I disagree. Certain landmarks will seem more important than others, such as intelligence 'tests', like the day a machine unequivocally passes a Turing test. In hindsight, we should be able to further isolate and identify those important landmarks that led to, or directly caused, the singularity.
Furthermore, historians being historians, I am quite convinced a date WILL be included in the history books, regardless of merit.
Like the date of Google's birthday. Maybe a lot like that - since, of those who are trying, they are probably in the lead.
A more likely milestone is the moment the FAI team decides to hit "run" on a design that eventually takes over the world. There will be a day before and a day after that.
That is not going to happen, though. Designing intelligent machines is an incremental process involving teams of humans and machines - and the involvement of humans in the design process will diminish gradually - one human at a time - through automation.
Launching a particular design (version x.y.z) is a one-time event. From that perspective, AI is not a web site. It's a rocket.
Let me rephrase: the math behind AI will take some time do be discovered. The discovery process will be incremental, with some important milestones ("Conciousness Reduced", "Bypassing Löbs Theorem"…). At one point, the FAI team will have realized they have found the solution. They will know what to do to make Friendly AI happen. This realization will also be incremental. They will likely discuss the solution before everyone agrees it is the right one.
One key point about that solution is that it is provably safe. To prove a solution is safe, you have to describe it with mathematical precision. When you can do that, you can also write a computer program that implements that solution. And that's exactly what they will do, because they don't want to leave any room for human error.
At one point, the program that implements the solution will be build. Again, this will be incremental. There will be bugs, which will be corrected. Then there will be no bug left. Then the FAI team will, gradually, realize there is no bug.
And then, and only then, someone will push the red button, type
build && runor something. The provably correct program will then execute the provably correct solution to make FAI happen. The ultimate milestone.
We're not finished. The program runs, but we don't have a super-intelligence capable of fixing our problems yet. But we will. Singularity will happen, gradually, self improvement by self improvement. Humans will probably be kept in the loop as well, for preference extraction. But they won't be holding the steering wheel.
That looks like a very detailed story, but the core point is very simple: design, write the program, and prove (possibly iteratively), and only then, launch. Because running a program that's still in development is not safe —the video is a joke, but its core point stands: why in the name of Azathoth did the guy launched a self-improving sentient program without knowing for sure it will be safe? If we win, that sure won't be by trial and error.
We don't seem to agree. This isn't how technology gets built. Nobody proved the first aeroplane was safe. Nobody proved the first space rocket was safe. They weren't safe. No areoplanes or spaceships have ever been proven safe. You may be able to prove some things about the design process, but not safety - security doesn't work like that.
There is something called "provable security" in cryptography - but it doesn't really mean what its title says. It means that you can prove something relating to security in a particular model - not that you can prove something is safe.
I made 2 assumptions here
You, on the other hand, say that we will most certainly not take those drastic precautions. And you know the worst part? I agree. Which take us back to square one: by default, we're doomed. (There. You've done it. Now I'm scared.)

- Recorded information:
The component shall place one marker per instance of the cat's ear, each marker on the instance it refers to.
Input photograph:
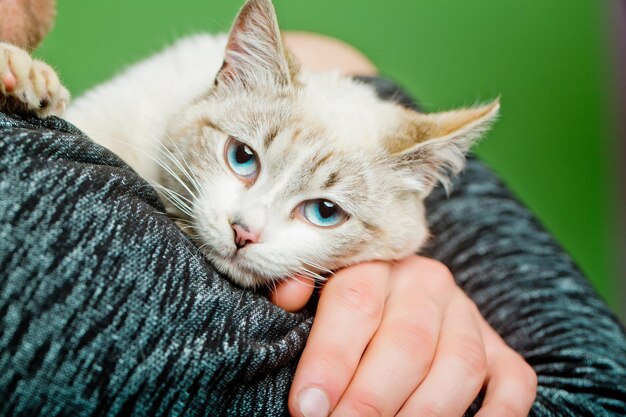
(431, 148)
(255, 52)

--

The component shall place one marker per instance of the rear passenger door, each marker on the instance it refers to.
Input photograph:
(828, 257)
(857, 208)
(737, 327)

- Given request 1: List every phrase that appears inside double quotation marks in the forum thread about the singularity and Friendly AI.
- Given request 2: Pick up the forum thread about the singularity and Friendly AI after its last sentence and write what comes next.

- Written response 1:
"run"
"Conciousness Reduced"
"Bypassing Löbs Theorem"
"provable security"

- Written response 2:
Evolution isn't really a win/lose game. Organisms succeed in perpetuating themselves - and the things they value - to varying degrees. Humans seem set to survive in the history books, but our overall influence on the future looks set to be quite marginal - due to the substantial influence of technological determinism - except in the unlikely case where we permanently destroy civilization. Of course we can still try - but I just don't think our best shot looks much like what you described. Of course it might be fun if we had time for all that stuff about provable security - but at the moment, the situation looks a lot like a frantic race, and that looks like exactly the sort of thing that will be first to go up against the wall.
Are you saying that you don't buy the scary idea?
I said I considered destroying "civilization" to be unlikely. Going by this:
...the scary idea claims to be about "the human race". I don't define "civilization" in a human-centric way - so I don't class those as being the same thing - for instance, I think that civilization might well continue after an "involuntary" robot takeover.
Well, a civilization with humanity all dead is pretty much certainly not what we want. I don't care if in the grand scheme of things, this isn't a win/lose game. I think I have something like a utility function, and I want it maximized, period.
Back to my question: do you see any other path to building a future we want than the one I described?
Well, humans will live on via historical simulations, with pretty good probability. Humans won't remain the dominant species, though. Those hoping for that have unrealistic expectations. Machines won't remain human tools, they are likely to be in charge.
Sure, but it's you and billions of other organisms - with often-conflicting futures in mind - and so most won't have things their way.
IIRC, your proposal put considerable emphasis on proof. We'll prove what we can, but proof often lags far behind the leading edge of computer science. There are many other approaches to building mission critical systems incrementally - I expect we will make more use those.
Historical simulations: assuming it preserves identity etc, why not…
Utility function: I know that my chances of maximizing my utiliy function are quite… slim, to say the least.
Path to best future(humanity): proofs do not lag so far behind right now. Modern type systems are now pretty good, and we have proof assistants that makes the "prove your whole program" quite feasible –though not cheap yet. Plus, the leading edge is generally the easiest to prove, because it tends to lie on solid mathematical ground. We don't do proofs because they're generally expensive, and we use ancient technologies that leak lots of low-level details, and make proofs much harder. (I program for a living.)
But I see at least the possibility of a slightly different path: still take precautions, just don't prove the thing.
Oh, and I forgot: if we solve safety before capability, incrementally designing the AI by trial-and-error would be quite reasonable. The definite milestone will be harder to define in this case. I guess I'll have to update a bit.
Um.... it's called a "Singularity" precisely BECAUSE it has an "event horizon"! Dude, are you sleep-deprived or something? :P
(Sorry if I'm behaving inappropriately; some prescribed antidepressants rather unexpectedly just started working for me when I was expecting little efffect.)
It's called mental contrasting. The relevant studies are cited in the optimizing optimism section of How to Beat Procrastination.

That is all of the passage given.